§ Given problem
Continue the FreeRTOS MPU threat model text from the point where it stops.

§ Page text
____________________

This is the threat model for FreeRTOS ports that support hardware memory protection, such as the ARM Cortex-M Memory Protection Unit (MPU). It is applicable to applications using the MPU wrapper C file introduced in FreeRTOS V10.6.0. Application writers that use FreeRTOS in their devices assume responsibility for securing both the device and the software running on it. Note that co-routines, being deprecated and lacking MPU support, fall outside the scope of the threat model.

Assets

  1. FreeRTOS Kernel C Code.
  2. Application Code - defined as all the code other than the kernel C code.
  3. FreeRTOS Kernel internal data.
  4. Application Data - defined as all the data other than the kernel internal data.
  5. Saved Task Context - the context of a task that is not in the Running state.
  6. Task Stack – each task has its own stack.
  7. [Task] System Call Stack - each task has a separate system call stack to execute system calls.
  8. System Stack - the stack used by Interrupt Service Routines (ISRs).

____________________

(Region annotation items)
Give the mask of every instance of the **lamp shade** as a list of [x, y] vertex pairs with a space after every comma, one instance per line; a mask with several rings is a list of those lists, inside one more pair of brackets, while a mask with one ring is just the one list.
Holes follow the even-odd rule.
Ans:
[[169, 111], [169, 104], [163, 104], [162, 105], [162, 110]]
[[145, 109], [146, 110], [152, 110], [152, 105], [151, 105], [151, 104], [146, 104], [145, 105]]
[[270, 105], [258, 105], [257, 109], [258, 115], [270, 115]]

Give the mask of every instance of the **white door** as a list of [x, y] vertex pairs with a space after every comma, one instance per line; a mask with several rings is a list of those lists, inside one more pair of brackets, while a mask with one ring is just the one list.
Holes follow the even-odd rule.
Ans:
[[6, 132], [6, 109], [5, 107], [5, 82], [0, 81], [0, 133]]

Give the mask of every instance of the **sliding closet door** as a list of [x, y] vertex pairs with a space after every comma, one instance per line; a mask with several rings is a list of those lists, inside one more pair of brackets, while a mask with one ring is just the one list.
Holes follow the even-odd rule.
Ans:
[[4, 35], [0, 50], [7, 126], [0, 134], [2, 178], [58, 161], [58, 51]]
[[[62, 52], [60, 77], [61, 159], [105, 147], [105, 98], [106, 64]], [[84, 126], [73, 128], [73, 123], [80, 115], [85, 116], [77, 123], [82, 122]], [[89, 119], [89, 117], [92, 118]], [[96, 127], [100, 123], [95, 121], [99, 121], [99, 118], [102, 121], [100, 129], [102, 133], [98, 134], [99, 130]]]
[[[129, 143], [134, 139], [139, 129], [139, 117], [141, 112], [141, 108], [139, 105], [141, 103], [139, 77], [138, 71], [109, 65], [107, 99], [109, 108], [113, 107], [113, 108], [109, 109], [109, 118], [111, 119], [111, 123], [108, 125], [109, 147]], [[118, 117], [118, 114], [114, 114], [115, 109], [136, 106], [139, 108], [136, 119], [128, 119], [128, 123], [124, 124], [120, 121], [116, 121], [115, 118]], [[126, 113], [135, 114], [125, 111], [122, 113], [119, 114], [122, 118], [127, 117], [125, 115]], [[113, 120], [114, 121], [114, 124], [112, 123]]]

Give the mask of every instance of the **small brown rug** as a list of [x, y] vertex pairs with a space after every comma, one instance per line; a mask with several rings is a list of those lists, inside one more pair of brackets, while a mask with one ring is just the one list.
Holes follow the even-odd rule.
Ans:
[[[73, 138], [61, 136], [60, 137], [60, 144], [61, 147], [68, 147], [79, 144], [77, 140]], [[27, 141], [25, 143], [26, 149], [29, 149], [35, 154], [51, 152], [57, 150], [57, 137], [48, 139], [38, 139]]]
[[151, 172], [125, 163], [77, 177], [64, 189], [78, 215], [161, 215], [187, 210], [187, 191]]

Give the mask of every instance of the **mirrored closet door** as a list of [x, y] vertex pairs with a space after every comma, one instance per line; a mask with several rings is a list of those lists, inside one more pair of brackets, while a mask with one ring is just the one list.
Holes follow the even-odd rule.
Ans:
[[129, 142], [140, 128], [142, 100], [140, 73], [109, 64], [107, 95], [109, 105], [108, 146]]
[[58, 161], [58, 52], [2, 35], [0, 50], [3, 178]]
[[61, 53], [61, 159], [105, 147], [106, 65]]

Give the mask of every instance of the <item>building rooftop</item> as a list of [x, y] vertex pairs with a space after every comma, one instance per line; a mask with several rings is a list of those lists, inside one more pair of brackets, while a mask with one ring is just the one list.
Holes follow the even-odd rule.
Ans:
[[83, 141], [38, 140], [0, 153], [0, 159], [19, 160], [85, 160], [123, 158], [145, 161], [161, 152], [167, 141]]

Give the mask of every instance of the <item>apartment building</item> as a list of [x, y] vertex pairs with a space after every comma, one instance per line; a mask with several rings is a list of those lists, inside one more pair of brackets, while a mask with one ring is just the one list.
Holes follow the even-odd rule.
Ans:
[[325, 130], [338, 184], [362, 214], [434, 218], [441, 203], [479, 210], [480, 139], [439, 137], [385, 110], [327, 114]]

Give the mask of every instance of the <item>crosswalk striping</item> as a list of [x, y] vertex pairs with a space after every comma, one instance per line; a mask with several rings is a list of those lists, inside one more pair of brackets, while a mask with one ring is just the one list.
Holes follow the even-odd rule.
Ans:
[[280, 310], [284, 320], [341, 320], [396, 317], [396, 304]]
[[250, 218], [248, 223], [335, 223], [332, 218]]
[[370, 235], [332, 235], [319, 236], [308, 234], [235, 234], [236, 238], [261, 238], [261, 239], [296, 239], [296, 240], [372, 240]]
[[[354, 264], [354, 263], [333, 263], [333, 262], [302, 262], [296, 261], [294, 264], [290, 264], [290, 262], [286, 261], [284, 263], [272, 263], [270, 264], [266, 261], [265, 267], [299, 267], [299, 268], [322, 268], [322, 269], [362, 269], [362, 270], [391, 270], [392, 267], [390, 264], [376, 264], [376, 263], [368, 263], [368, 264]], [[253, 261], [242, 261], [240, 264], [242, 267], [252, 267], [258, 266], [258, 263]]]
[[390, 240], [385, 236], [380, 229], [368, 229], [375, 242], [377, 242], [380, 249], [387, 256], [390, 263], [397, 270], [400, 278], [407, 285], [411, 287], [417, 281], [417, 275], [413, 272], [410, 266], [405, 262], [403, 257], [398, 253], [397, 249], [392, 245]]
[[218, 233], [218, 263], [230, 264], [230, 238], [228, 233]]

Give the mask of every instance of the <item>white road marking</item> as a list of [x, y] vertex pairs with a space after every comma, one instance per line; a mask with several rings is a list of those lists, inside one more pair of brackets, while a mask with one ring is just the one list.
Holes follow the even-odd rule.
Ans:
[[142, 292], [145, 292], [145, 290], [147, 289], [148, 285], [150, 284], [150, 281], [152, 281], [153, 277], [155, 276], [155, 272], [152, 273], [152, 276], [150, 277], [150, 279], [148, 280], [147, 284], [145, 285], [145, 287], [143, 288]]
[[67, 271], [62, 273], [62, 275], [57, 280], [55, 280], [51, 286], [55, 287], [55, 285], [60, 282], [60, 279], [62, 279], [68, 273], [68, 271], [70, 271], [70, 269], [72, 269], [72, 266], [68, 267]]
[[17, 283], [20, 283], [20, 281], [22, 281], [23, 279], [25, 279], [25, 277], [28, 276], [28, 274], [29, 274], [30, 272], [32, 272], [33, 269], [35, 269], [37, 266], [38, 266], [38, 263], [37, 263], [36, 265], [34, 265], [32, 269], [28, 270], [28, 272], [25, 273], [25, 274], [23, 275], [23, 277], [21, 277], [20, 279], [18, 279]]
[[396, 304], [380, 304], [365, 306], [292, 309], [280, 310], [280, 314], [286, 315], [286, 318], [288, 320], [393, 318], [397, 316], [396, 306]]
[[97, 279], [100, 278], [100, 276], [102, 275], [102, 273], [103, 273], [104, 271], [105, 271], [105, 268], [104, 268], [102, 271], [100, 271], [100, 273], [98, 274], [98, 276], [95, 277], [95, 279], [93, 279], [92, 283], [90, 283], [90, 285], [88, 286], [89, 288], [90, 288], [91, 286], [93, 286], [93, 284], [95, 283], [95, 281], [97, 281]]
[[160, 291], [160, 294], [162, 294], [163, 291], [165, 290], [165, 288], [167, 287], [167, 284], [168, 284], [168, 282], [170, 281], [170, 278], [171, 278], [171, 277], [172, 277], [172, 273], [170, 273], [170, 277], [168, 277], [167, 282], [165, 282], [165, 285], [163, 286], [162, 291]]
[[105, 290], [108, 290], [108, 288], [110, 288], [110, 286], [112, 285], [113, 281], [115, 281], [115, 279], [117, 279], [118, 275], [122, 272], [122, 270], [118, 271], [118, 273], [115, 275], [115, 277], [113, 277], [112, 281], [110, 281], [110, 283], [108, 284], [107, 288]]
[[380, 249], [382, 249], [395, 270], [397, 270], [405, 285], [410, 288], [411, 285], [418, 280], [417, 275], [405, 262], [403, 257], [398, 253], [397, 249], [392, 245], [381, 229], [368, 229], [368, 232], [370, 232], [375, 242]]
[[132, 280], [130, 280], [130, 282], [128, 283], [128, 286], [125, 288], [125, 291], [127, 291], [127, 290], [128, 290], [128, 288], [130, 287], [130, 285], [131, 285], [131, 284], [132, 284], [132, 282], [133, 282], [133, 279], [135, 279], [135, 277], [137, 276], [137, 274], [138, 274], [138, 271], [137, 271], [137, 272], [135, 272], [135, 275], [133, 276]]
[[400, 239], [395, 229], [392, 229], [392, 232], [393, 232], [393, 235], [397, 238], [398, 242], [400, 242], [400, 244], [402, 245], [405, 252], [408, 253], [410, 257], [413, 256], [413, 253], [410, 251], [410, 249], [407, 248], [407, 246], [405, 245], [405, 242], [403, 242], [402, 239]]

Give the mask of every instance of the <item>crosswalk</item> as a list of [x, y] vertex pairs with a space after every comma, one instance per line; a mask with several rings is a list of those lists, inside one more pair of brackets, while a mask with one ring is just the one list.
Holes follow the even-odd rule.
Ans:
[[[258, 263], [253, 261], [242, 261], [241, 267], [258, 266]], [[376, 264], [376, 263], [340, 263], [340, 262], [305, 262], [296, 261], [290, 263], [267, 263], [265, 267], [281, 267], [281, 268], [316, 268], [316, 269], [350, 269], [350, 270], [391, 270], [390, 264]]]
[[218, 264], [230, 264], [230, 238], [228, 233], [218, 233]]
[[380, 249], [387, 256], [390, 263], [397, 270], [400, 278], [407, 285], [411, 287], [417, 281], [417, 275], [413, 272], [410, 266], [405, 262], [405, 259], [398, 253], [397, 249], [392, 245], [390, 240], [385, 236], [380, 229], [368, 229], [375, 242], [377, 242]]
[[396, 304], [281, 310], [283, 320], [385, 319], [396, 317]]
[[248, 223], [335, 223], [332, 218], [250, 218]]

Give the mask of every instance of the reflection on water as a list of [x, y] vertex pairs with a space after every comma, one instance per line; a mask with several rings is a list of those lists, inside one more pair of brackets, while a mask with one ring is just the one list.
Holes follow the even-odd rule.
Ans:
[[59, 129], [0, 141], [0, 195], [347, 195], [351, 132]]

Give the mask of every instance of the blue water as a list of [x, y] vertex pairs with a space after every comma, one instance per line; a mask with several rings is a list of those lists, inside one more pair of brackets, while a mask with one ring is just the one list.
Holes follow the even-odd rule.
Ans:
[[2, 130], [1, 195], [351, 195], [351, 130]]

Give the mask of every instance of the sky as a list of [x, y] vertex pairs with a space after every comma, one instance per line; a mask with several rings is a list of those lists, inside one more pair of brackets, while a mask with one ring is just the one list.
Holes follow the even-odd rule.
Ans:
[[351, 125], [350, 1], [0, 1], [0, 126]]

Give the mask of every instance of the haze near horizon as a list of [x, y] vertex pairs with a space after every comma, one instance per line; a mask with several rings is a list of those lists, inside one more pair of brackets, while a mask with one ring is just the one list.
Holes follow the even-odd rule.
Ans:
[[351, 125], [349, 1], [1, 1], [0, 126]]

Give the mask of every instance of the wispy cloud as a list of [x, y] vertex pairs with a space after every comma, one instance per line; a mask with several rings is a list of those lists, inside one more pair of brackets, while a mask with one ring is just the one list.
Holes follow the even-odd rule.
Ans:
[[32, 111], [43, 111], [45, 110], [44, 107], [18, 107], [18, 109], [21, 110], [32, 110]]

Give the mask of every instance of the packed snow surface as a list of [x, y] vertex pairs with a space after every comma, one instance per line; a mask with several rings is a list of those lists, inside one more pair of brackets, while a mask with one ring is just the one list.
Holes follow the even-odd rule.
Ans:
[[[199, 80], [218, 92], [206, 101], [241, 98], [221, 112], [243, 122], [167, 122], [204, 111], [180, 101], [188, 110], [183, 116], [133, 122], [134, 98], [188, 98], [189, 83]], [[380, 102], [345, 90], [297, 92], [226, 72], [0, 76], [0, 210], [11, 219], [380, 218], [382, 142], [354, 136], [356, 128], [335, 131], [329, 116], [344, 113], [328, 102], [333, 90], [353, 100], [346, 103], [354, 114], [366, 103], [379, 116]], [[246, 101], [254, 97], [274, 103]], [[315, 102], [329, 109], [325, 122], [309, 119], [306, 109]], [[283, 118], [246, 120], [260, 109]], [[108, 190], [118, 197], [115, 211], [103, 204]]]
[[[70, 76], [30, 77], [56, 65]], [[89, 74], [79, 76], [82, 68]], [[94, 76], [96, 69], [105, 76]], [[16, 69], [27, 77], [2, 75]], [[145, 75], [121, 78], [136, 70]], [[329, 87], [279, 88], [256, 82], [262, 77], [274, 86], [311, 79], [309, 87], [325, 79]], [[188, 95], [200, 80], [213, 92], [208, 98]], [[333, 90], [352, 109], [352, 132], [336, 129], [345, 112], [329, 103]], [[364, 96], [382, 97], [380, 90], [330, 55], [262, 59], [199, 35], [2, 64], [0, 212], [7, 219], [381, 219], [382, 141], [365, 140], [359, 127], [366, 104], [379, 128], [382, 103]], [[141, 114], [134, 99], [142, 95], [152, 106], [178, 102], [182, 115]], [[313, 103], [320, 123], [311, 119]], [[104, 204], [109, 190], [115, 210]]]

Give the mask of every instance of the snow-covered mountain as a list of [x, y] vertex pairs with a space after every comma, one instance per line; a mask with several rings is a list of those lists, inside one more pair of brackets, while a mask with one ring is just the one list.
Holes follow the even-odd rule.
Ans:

____________________

§ Result
  9. Special CPU Registers such as –
    • MPU control registers.
    • CPU operational registers (e.g. execution mode).
  10. General purpose CPU registers.

Actors

  1. Unprivileged tasks – FreeRTOS tasks with limited privileges.
  2. Privileged tasks – FreeRTOS tasks with full privileges.
  3. Interrupt Service Routines (ISRs).
  4. Peripherals with access to memory, for example Direct Memory Access DMA controllers and communication ports.

Authorizations

The following table describes each actor's authorizations for each asset, unless explicitly granted additional authorization at run-time (for example, an unprivileged task that is granted read only access to application data):

 Unpriviledged taskPriviledged taskISR codePeripherals
Kernel code-RWRXRW
Application codeRXRXRXRW
Kernel data-RWRWRW
Application data-RWRWRW
Task context-RWRWRW
Special registers-RWRWRW*
General pupose registersRWRWRW-

R - Read, W - Write, X - Execute, NA - Not Applicable. A dash without any letters means "no access".

* Peripherals have access to their own special registers.

Summarizing the table above.

  1. Unprivileged tasks have

    • Read and Execute access to application code.
    • Read and Write access to their own stack.
    • Read and Write access to general purpose registers.

  2. Privileged tasks have

    • Read and Execute access to all the code.
    • Read and Write access to all the data.
    • Read and Write access to all the registers.

  3. Interrupt Service Routines have

    • Read and Execute access to all the code.
    • Read and Write access to all the data.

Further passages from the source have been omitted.